#### 課題一覧:
1/ N-of-1医療に関する文章によると、ミラセンのケースでは何カ月で治験に進めたか。
2/ N-of-1医療に関する文章のうち、「世界で一人、あるいはごく少数」から「月で治験に進むことができた。」までを、その語句も含めて一字一句そのまま書き写してください。

#### 文書の抜粋:
__________

世界で一人、あるいはごく少数しか患者がいない超希少疾患に治療薬を届ける「N-of-1(エヌオブワン)医療」と呼ぶ取り組みが欧米で広がっている。遺伝子診断の進歩と、遺伝子の塩基配列に作用する核酸医薬の登場により、治療薬を短期間に開発できる可能性が高まり、ファンドなどが患者支援の仕組みを作っている。

 日本は核酸医薬分野で素材から製造、創薬研究まで幅広いサプライチェーンが整う国の一つだ。少数の患者に対する新薬の研究開発は、製薬会社にとって商業的なインセンティブを見出しにくい。先端技術をどう難病医療につなげるのか、国や企業、医学界、研究者らが連携して議論を始める必要がある。

 N-of-1医療を象徴するのが「ミラセン」と名付けられた核酸医薬だ。米国のボストン小児科病院が「ミラちゃん」という女児一人のために約5年前に開発した。記憶障害や失明、けいれん発作を繰り返して死に至る難病、バッテン病と診断されたが、遺伝子診断で変異が起きている塩基配列が判明し、核酸医薬を創製できた。

 核酸医薬には、異常な塩基配列を遺伝情報の翻訳過程で読み飛ばすように作用し、正常なたんぱく質を作り出せるようにするタイプがある。筋ジストロフィーの治療に実用化が進み、応用が広がる。新型コロナワクチンで実用化されているmRNAも核酸の一種で、配列が分かれば薬効成分を短期間に設計できるのが核酸医薬の特徴だ。ミラちゃんは残念ながら先ごろ亡くなったが、ミラセンで発作を抑えることに成功した。

 通常、新薬は基礎研究が始まってから人に投与する治験までに3~5年かかる。進行性の致死的な難病であれば、治療薬は間に合わない。ミラセンのケースは研究者と米国食品医薬品局(FDA)が協議し、治験前の一部の試験を簡略化、10カ月で治験に進むことができた。

 この事例によりN-of-1医療が活気づく。核酸医薬を開発する米国の製薬会社、アイオニスの創業者は私財を投じてファンドを創設した。患者の遺伝子診断から核酸医薬の創製、治験対応と治療を支援するスキームを構築し、研究開発はアイオニスが、製造では受託大手の日東電工が協力している。欧州でも同様の枠組みを検討中だ。

 新薬開発のほとんどのプロセスで既存の規制やルールを乗り越えなければ、こうした医療はなし得ない。高額医療費をどう分け合うかという議論も重要だろう。海外の先例を参考にしながら、先端技術が必要な患者に届く医療体制を日本も実現したい。

__________

#### 提供資料:
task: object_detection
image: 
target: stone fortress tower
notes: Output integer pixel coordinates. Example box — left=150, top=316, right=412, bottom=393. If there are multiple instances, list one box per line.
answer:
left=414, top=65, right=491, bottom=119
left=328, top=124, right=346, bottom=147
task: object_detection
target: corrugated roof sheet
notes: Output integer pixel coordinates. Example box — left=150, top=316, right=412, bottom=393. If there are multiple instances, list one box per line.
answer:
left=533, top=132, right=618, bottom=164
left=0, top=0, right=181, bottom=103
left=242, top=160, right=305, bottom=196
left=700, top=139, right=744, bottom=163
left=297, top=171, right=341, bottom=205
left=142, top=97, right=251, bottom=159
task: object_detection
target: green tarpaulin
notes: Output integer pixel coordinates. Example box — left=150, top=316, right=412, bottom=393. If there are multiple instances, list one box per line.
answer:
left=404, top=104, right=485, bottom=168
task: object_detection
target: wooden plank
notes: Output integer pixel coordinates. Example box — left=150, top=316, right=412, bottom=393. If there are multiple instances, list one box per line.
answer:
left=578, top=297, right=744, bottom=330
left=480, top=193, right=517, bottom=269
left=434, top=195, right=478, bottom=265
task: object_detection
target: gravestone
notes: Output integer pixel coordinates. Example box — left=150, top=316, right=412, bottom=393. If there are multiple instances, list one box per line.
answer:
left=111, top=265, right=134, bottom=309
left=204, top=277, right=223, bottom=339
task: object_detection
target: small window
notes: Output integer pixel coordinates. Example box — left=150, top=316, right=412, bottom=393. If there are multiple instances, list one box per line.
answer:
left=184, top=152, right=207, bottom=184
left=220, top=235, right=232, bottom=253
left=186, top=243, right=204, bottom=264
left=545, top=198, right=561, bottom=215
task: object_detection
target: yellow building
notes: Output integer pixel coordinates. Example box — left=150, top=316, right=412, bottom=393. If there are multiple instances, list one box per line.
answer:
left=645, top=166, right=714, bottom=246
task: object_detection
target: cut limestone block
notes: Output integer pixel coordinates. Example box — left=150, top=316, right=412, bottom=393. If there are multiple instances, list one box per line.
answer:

__________

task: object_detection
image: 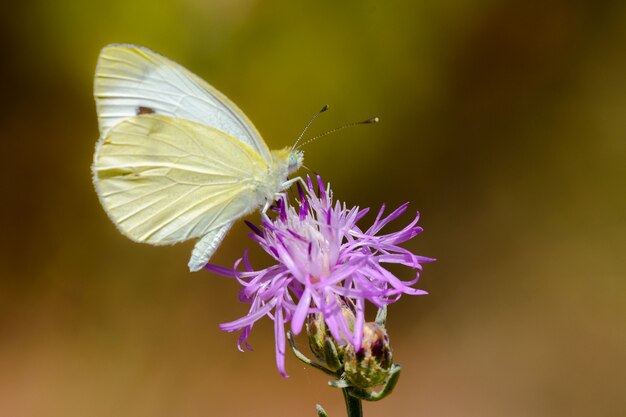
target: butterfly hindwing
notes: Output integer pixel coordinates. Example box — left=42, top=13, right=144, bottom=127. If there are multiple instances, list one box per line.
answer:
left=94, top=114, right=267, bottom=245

__________

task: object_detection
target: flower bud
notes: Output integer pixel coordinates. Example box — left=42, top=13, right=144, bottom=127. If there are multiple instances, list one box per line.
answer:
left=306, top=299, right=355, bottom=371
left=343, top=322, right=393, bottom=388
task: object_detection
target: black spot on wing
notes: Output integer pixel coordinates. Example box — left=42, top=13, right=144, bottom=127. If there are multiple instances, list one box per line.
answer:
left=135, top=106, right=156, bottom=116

__________

#### 課題の解答:
1/ 10カ月

2/
世界で一人、あるいはごく少数しか患者がいない超希少疾患に治療薬を届ける「N-of-1(エヌオブワン)医療」と呼ぶ取り組みが欧米で広がっている。遺伝子診断の進歩と、遺伝子の塩基配列に作用する核酸医薬の登場により、治療薬を短期間に開発できる可能性が高まり、ファンドなどが患者支援の仕組みを作っている。

 日本は核酸医薬分野で素材から製造、創薬研究まで幅広いサプライチェーンが整う国の一つだ。少数の患者に対する新薬の研究開発は、製薬会社にとって商業的なインセンティブを見出しにくい。先端技術をどう難病医療につなげるのか、国や企業、医学界、研究者らが連携して議論を始める必要がある。

 N-of-1医療を象徴するのが「ミラセン」と名付けられた核酸医薬だ。米国のボストン小児科病院が「ミラちゃん」という女児一人のために約5年前に開発した。記憶障害や失明、けいれん発作を繰り返して死に至る難病、バッテン病と診断されたが、遺伝子診断で変異が起きている塩基配列が判明し、核酸医薬を創製できた。

 核酸医薬には、異常な塩基配列を遺伝情報の翻訳過程で読み飛ばすように作用し、正常なたんぱく質を作り出せるようにするタイプがある。筋ジストロフィーの治療に実用化が進み、応用が広がる。新型コロナワクチンで実用化されているmRNAも核酸の一種で、配列が分かれば薬効成分を短期間に設計できるのが核酸医薬の特徴だ。ミラちゃんは残念ながら先ごろ亡くなったが、ミラセンで発作を抑えることに成功した。

 通常、新薬は基礎研究が始まってから人に投与する治験までに3~5年かかる。進行性の致死的な難病であれば、治療薬は間に合わない。ミラセンのケースは研究者と米国食品医薬品局(FDA)が協議し、治験前の一部の試験を簡略化、10カ月で治験に進むことができた。